TASK GOAL:
Count the lines in the entries below that contain the string "white", with case counting. Reply with the number alone.

PROVIDED RECORDS:
########

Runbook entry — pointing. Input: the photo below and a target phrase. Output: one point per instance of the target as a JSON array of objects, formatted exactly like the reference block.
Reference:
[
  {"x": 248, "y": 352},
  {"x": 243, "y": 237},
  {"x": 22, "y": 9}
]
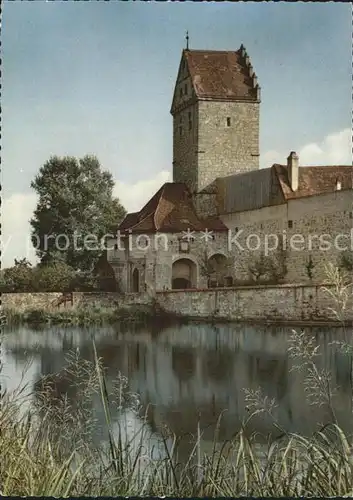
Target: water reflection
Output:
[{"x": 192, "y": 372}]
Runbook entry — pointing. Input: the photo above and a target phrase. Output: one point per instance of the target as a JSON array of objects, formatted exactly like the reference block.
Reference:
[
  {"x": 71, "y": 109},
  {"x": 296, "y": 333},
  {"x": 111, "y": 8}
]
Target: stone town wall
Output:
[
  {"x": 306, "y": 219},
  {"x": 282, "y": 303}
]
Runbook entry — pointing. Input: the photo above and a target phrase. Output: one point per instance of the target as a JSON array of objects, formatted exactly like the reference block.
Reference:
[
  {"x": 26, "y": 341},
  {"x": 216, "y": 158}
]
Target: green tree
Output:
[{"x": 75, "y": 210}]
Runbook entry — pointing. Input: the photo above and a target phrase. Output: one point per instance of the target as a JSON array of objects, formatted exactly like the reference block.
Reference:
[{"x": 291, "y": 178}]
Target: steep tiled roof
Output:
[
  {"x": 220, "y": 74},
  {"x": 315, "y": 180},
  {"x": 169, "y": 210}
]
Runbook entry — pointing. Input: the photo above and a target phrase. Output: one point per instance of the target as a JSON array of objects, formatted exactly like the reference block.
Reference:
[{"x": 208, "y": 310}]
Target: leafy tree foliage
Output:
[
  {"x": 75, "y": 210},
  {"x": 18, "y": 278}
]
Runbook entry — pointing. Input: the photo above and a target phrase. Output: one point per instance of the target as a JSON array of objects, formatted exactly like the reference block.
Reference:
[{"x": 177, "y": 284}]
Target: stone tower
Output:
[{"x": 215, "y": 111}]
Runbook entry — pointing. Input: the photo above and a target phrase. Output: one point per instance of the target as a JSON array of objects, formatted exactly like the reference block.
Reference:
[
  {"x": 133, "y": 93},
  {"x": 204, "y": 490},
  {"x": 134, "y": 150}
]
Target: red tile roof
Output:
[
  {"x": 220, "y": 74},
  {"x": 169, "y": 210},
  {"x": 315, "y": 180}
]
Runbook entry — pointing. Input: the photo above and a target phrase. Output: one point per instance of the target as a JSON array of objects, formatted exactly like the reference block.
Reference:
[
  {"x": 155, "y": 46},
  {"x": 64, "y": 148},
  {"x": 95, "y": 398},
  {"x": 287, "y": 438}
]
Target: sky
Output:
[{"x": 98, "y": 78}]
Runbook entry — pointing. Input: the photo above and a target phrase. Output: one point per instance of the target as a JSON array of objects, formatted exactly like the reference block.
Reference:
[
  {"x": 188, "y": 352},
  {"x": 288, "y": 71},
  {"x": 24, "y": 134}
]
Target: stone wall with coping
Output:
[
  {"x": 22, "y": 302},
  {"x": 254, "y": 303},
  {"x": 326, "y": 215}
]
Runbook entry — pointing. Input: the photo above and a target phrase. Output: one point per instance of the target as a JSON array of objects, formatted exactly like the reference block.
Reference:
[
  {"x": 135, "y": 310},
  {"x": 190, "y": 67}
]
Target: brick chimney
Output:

########

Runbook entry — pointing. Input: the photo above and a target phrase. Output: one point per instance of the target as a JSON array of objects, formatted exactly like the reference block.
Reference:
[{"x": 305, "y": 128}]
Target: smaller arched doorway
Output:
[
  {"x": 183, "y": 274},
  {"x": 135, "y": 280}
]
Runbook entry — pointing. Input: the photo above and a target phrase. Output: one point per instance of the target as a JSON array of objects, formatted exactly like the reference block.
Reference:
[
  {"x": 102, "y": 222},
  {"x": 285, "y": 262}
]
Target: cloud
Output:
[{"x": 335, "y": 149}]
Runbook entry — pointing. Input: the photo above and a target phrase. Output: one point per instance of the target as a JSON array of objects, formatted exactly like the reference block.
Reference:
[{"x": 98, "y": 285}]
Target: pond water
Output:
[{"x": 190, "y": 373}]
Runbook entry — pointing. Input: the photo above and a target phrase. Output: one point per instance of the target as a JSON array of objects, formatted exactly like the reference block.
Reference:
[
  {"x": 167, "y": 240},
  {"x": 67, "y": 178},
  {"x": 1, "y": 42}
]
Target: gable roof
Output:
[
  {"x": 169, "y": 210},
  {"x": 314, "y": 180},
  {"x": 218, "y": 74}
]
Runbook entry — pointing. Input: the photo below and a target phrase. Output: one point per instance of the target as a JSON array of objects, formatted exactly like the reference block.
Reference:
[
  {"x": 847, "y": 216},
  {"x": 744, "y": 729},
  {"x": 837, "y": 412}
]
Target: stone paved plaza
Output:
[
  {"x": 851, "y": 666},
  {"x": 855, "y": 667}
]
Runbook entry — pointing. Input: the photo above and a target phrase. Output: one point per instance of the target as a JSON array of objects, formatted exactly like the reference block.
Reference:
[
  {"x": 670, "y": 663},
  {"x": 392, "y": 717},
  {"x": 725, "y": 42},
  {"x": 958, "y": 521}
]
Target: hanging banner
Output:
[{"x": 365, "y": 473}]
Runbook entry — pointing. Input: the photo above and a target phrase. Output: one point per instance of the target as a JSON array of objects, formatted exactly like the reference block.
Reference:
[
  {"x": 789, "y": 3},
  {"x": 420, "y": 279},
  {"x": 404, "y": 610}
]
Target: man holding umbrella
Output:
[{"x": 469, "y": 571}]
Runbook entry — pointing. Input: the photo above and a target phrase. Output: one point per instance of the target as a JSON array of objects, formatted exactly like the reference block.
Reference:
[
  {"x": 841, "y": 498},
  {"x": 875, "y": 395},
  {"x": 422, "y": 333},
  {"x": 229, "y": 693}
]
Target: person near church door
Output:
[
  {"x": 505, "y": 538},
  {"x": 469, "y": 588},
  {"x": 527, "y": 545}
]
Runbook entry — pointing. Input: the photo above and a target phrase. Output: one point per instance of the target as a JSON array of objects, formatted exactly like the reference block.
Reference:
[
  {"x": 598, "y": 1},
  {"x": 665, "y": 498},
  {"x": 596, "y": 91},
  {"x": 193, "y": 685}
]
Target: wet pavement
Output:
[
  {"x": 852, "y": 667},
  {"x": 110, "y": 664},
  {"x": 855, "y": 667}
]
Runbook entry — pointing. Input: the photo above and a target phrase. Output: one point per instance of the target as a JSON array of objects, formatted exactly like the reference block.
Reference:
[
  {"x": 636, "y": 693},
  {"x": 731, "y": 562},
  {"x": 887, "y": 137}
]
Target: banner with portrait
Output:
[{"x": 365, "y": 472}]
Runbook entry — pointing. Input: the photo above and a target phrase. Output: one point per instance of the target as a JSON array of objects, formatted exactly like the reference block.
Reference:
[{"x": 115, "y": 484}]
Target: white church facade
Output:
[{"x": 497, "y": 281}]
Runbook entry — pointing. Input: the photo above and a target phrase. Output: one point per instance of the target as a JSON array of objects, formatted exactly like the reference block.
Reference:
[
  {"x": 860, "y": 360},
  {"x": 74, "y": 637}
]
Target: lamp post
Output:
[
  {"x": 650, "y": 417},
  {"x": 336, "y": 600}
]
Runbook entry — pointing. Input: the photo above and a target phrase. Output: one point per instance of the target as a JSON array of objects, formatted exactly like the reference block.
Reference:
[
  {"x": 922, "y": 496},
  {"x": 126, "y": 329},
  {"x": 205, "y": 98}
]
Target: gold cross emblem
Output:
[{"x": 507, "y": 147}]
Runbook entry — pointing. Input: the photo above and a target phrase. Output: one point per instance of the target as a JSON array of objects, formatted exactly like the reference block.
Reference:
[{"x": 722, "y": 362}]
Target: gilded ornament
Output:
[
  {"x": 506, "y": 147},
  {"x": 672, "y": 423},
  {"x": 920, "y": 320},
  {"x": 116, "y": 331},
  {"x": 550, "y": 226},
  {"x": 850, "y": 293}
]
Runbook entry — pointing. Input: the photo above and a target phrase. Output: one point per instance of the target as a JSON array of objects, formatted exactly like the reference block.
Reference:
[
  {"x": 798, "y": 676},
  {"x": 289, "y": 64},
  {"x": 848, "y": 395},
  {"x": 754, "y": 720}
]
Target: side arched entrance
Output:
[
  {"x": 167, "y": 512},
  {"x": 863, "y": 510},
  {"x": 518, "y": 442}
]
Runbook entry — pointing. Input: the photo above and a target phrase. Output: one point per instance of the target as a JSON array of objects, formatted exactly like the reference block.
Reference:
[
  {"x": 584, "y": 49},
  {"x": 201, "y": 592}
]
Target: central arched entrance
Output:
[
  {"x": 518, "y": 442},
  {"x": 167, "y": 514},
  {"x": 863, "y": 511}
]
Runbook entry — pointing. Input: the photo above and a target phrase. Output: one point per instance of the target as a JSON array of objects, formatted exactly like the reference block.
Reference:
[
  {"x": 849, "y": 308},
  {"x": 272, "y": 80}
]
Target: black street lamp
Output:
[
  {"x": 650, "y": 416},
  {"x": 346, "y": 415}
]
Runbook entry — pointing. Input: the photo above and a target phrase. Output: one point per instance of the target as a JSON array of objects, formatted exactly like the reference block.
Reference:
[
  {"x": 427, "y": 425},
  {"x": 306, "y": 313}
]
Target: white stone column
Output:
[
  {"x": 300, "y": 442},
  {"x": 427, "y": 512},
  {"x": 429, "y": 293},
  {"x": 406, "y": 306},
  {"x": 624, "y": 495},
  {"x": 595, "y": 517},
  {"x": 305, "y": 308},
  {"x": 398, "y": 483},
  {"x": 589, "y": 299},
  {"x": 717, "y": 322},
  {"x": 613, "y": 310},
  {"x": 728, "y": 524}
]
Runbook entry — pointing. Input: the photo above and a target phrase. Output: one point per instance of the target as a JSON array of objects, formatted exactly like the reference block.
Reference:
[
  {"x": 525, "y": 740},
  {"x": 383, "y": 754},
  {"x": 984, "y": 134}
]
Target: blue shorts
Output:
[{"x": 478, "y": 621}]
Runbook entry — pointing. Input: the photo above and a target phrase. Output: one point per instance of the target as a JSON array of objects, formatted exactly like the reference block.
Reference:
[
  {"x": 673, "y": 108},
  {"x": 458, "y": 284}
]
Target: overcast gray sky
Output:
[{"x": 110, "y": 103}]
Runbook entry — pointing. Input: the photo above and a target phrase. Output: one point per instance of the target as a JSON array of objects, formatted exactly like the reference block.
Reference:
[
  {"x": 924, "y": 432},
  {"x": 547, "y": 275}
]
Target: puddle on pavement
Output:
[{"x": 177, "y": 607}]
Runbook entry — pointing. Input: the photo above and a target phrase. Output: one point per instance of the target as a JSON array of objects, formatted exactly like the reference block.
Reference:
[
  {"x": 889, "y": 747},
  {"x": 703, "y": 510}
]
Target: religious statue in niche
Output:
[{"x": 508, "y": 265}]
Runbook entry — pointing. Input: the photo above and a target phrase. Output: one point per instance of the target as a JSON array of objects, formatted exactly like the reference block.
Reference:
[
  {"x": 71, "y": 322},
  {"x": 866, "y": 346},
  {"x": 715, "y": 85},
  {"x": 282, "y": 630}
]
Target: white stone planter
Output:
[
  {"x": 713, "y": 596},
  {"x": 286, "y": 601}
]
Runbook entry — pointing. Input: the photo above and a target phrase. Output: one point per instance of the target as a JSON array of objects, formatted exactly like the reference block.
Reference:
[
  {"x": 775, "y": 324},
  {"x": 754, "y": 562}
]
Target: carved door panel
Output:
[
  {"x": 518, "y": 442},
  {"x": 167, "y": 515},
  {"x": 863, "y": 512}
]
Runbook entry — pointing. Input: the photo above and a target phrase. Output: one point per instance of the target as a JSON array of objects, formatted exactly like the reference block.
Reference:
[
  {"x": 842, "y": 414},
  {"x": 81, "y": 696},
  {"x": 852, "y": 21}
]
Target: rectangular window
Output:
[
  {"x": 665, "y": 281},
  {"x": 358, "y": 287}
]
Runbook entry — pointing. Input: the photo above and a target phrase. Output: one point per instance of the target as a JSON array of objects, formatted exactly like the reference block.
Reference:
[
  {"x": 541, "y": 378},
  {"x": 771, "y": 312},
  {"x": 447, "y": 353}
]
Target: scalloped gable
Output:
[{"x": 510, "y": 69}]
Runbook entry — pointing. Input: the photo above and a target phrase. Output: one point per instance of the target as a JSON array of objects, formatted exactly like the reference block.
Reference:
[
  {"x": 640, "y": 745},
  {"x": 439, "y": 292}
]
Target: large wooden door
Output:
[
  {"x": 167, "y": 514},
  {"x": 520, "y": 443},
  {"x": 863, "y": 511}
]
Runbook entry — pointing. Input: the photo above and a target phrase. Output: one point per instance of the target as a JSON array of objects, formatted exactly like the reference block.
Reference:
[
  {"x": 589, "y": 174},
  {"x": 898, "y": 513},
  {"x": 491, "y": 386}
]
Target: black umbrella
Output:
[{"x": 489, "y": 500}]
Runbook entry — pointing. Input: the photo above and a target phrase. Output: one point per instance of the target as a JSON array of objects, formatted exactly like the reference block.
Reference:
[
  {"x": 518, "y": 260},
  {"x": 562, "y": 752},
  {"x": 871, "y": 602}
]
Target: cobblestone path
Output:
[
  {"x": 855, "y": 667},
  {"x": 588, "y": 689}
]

########

CORRECT OUTPUT:
3